Directions -
Retype every one of the records below exactly as it appears, line for line, without changing any character.

Given records -
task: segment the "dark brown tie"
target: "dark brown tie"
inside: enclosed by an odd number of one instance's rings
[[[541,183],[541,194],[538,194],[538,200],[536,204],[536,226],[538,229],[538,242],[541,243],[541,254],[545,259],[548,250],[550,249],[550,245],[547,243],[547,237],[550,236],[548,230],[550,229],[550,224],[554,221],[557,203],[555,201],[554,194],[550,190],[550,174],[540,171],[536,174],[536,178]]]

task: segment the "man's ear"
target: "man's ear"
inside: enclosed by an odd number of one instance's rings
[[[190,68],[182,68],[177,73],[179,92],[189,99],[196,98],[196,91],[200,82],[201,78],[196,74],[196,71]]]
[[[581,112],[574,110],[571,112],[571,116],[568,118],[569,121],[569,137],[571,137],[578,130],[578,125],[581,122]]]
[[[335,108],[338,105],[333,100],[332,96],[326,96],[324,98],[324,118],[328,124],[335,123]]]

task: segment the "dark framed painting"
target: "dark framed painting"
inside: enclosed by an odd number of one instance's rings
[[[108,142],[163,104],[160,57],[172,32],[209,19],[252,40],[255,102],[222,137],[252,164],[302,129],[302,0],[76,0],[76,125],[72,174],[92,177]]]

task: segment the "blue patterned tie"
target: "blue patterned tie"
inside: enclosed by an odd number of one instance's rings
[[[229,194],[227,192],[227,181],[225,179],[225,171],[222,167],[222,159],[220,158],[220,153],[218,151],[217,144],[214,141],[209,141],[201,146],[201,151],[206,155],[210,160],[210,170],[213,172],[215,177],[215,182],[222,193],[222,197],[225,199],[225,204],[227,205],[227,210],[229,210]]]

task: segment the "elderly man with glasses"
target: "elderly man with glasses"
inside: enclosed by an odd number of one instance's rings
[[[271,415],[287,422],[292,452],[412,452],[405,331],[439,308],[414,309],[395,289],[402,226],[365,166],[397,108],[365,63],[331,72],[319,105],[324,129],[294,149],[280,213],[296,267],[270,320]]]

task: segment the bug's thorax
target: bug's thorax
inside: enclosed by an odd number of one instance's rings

Solved problem -
task: segment the "dark brown tie"
target: "dark brown tie"
inside: enclosed by an odd number of one instance's rings
[[[541,183],[541,194],[538,194],[538,200],[536,204],[536,226],[538,229],[538,242],[541,243],[541,254],[545,259],[548,250],[550,249],[550,245],[547,243],[547,237],[550,236],[548,230],[550,229],[550,224],[554,221],[557,203],[555,201],[554,194],[550,190],[550,174],[540,171],[536,174],[536,178]]]

task: segment the "man's ear"
target: "man's ear"
inside: enclosed by an odd number of one instance's rings
[[[190,68],[182,68],[177,73],[179,92],[189,99],[196,98],[196,91],[200,82],[201,78],[196,74],[196,71]]]
[[[581,112],[574,110],[571,112],[571,116],[568,118],[569,121],[569,137],[571,137],[578,130],[578,125],[581,122]]]
[[[335,108],[338,105],[333,100],[332,96],[326,96],[324,98],[324,118],[328,124],[335,123]]]

task: segment the "dark framed painting"
target: "dark framed painting"
inside: enclosed by an odd number of one instance's rings
[[[108,142],[163,104],[160,57],[172,32],[209,19],[252,40],[255,102],[222,137],[252,164],[302,129],[302,0],[76,0],[76,125],[72,174],[92,177]]]

task: segment the "blue patterned tie"
target: "blue patterned tie"
inside: enclosed by an odd number of one instance's rings
[[[229,194],[227,192],[227,181],[225,179],[225,171],[222,167],[222,159],[220,158],[220,153],[218,151],[217,144],[214,141],[209,141],[201,146],[201,151],[206,155],[210,160],[210,170],[213,172],[215,177],[215,182],[222,193],[222,197],[225,199],[225,204],[227,205],[227,210],[229,210]]]

task: segment the "elderly man with glasses"
target: "elderly man with glasses"
inside: enclosed by an odd number of one instance's rings
[[[271,415],[287,422],[292,452],[412,452],[405,331],[439,308],[414,309],[395,289],[402,226],[365,166],[397,108],[365,63],[331,72],[319,105],[324,129],[294,149],[280,213],[296,267],[270,320]]]

task: segment the bug's thorax
target: bug's thorax
inside: enclosed by an odd number of one instance's rings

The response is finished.